[BEGIN SELECTED EXCERPT]

We'll also convert the SAS dates in `arrdate` and `depdate`, and the string date in `dtaddto`, to PySpark dates.

In [4]:
i94_df = i94_df.withColumn('arrival_date', helpers.convert_sas_date_to_datetime(i94_df.arrival_date)).cache()
i94_df = i94_df.withColumn('departure_date', helpers.convert_sas_date_to_datetime(i94_df.departure_date)).cache()
i94_df = i94_df.withColumn('admitted_until', to_date(col('admitted_until'),'MMddyyyy')).cache()

In [None]:
i94_df.limit(5).toPandas()

We can see that the fields `citizenship_country`, `residence_country`, `port_of_entry`, and `state_of_arrival` are referenced by codes. These need to be cross-referenced with a list of codes that is currently only available in text form. Since temperature and demographic data have city, state and country fields written out in full, we can parse the text file of codes and update the values in the i94 dataframe to also be written out in full. This will make it easier to join tables when querying by reducing the number of joins and tables involved.

In [None]:
# Read our i94 fields and values legend 
with open('I94_SAS_Labels_Descriptions.SAS') as f:
    i94_desc = f.readlines()

In [5]:
# get country names by code
country_codes = {}
for countries in i94_desc[10:298]:
    pair = countries.split('=')
    code, country = pair[0].strip(), pair[1].strip().strip("'")

[END SELECTED EXCERPT]
[BEGIN INFORMATION PROVIDED]

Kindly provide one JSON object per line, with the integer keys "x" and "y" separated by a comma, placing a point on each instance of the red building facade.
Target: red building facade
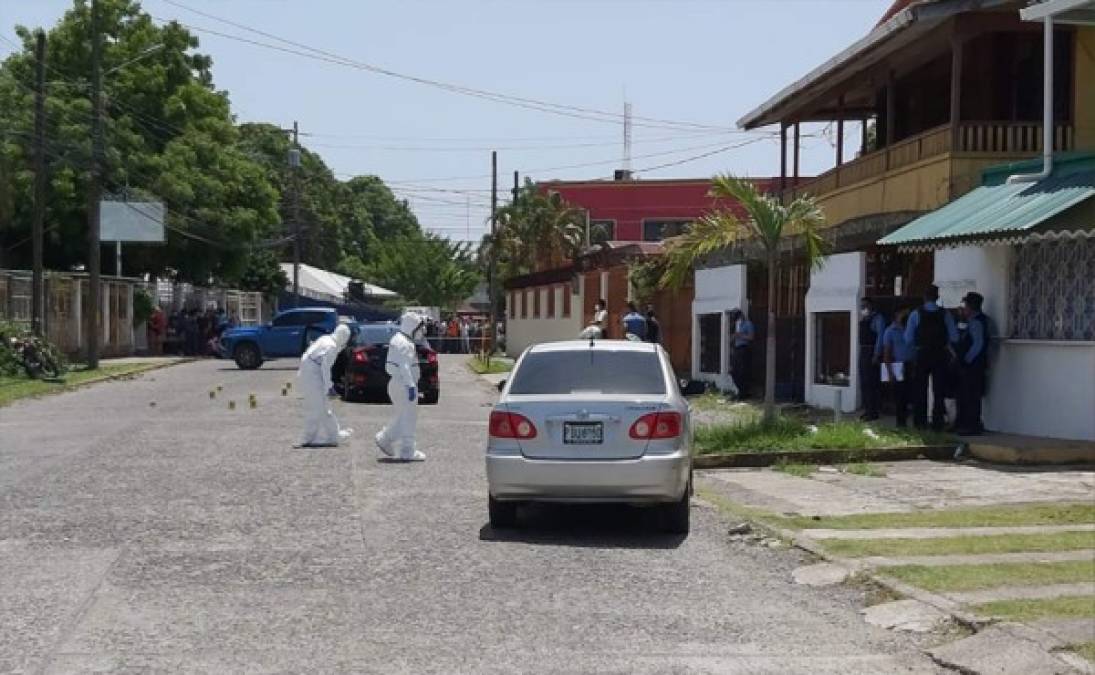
{"x": 643, "y": 210}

[END INFORMATION PROVIDED]

LIST OF TASKS:
1 – In the excerpt on preparing the i94 data, which fields does the text say are referenced by codes?
2 – Carry on with the i94 data-cleaning excerpt, starting right after its final line of code.

WRITTEN RESPONSES:
1 – citizenship_country, residence_country, port_of_entry, state_of_arrival

2 –
    country_codes[code] = country

In [6]:
countries_df = spark.createDataFrame(list(country_codes.items()), ['code', 'country'])

In [7]:
countries_df.show(5)

+----+-----------+
|code|    country|
+----+-----------+
| 236|AFGHANISTAN|
| 101|    ALBANIA|
| 316|    ALGERIA|
| 102|    ANDORRA|
| 324|     ANGOLA|
+----+-----------+
only showing top 5 rows



In [8]:
# get city names and state abbreviations by numerical codes
port_cities = {}
port_states = {}
broken_fields = {}
for cities in i94_desc[303:893]:   
    pair = cities.split('=')
    code, location = pair[0].strip("\t").strip().strip("'"), pair[1].strip('\t').strip()
    city_and_state = location.split(',')
    if len(city_and_state) == 2:
        city, state = city_and_state[0].strip().strip("'"), city_and_state[1].strip().strip("'").strip()
        port_cities[code] = city
        port_states[code] = state

In [9]:
port_cities_df = spark.createDataFrame(list(port_cities.items()), ['code', 'city'])
port_states_df = spark.createDataFrame(list(port_states.items()), ['code','state'])

In [None]:
port_cities_df.show(5)

In [None]:
port_states_df.show(5)

In [25]:
# get state names by state abbreviation
state_codes = {}
for states in i94_desc[982:1035]:   
    pair = states.split('=')
    code, state = pair[0].strip("\t").strip().strip("'"), pair[1].strip('\t').strip().strip("'")
    if 'N.' in state:
        state = state.replace('N.','NORTH')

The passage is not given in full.